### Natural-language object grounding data
□ □ □ □

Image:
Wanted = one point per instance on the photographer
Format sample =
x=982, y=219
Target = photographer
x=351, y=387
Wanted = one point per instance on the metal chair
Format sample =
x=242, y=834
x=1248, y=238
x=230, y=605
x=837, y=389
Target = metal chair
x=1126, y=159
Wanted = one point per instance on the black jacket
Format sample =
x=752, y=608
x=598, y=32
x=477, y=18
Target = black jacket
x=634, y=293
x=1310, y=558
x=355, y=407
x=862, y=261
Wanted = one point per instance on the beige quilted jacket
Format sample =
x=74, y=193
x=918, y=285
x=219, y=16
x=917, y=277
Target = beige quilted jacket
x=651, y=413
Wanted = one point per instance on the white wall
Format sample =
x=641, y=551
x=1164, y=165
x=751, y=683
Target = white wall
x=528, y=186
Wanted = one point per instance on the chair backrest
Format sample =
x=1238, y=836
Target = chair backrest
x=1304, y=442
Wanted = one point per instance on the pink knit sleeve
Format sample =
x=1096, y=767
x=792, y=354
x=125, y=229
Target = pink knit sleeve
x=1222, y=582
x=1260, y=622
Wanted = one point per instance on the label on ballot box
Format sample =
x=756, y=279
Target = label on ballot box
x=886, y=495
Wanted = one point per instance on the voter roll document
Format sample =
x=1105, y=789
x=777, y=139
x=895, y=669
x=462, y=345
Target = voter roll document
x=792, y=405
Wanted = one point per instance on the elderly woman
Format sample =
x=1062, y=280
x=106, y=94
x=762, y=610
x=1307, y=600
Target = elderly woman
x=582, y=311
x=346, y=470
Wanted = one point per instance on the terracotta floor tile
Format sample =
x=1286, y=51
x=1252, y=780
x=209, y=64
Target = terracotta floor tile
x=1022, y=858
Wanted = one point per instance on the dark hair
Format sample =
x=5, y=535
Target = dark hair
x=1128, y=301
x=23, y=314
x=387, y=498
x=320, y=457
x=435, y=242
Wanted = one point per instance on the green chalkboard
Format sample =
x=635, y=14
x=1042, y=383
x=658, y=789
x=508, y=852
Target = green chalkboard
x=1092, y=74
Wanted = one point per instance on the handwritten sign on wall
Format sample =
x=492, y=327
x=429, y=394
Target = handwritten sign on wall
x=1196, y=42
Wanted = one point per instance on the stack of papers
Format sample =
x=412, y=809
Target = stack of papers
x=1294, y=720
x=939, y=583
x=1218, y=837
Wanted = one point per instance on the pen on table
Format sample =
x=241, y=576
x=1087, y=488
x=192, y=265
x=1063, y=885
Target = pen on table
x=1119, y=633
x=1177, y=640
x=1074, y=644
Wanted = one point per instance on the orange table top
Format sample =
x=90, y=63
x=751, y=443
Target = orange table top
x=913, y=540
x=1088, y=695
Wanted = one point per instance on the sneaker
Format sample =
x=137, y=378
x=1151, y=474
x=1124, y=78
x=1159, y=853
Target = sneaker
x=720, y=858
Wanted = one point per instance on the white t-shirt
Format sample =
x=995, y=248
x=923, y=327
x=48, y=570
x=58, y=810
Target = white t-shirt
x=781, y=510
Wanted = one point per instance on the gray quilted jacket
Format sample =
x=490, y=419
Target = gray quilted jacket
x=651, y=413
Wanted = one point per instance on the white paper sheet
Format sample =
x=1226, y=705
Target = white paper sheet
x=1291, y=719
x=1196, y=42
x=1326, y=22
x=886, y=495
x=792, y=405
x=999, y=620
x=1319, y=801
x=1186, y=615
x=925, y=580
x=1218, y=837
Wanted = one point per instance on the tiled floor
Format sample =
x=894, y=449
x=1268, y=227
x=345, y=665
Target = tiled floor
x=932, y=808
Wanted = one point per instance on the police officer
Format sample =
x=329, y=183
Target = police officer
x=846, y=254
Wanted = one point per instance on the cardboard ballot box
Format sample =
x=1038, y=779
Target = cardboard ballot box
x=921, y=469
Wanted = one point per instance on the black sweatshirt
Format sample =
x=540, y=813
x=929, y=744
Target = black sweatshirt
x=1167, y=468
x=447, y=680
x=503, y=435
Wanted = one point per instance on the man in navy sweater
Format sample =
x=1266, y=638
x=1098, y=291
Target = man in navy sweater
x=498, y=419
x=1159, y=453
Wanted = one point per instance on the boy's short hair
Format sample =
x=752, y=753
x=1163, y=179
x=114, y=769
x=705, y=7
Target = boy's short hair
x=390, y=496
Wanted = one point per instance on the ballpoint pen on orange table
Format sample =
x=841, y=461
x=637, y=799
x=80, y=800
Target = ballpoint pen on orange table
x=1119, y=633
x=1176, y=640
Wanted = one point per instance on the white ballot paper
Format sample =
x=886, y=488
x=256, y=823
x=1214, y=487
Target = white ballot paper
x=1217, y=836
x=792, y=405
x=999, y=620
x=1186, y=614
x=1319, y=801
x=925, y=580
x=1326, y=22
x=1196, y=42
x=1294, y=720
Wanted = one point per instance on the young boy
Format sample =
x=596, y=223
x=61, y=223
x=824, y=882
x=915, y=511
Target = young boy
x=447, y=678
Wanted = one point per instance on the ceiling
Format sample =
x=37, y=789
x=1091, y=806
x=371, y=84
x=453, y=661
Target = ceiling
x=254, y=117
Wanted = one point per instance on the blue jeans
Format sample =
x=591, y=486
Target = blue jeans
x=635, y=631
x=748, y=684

□ □ □ □

Beginning with the line that contains "Wanted = one point per instance on the boy's", restate word for word each line through the last one in the data, and write nothing more.

### Task response
Wanted = one point per instance on the boy's short hair
Format sample =
x=752, y=753
x=1163, y=179
x=114, y=769
x=705, y=7
Target = boy's short hair
x=390, y=496
Wanted = one point per instance on the ballpoint pen on orange table
Format sample =
x=841, y=461
x=637, y=799
x=80, y=800
Target = ballpoint pen on orange table
x=1119, y=633
x=1176, y=640
Wanted = one point per instance on the white ballot paper
Format sample =
x=886, y=488
x=256, y=823
x=1214, y=487
Target = white ballot paper
x=1217, y=836
x=792, y=405
x=999, y=620
x=1186, y=614
x=1319, y=801
x=925, y=580
x=1326, y=22
x=1196, y=42
x=1294, y=720
Wanted = one point per instance on the young boy
Format sample =
x=596, y=223
x=61, y=223
x=824, y=882
x=915, y=511
Target = young boy
x=447, y=678
Wanted = one point per instance on the ceiling
Format sample =
x=37, y=789
x=1091, y=806
x=371, y=84
x=453, y=661
Target = ceiling
x=254, y=117
Wanted = one point per instance on the blue jeans
Format sample =
x=591, y=486
Target = blue jeans
x=635, y=631
x=748, y=684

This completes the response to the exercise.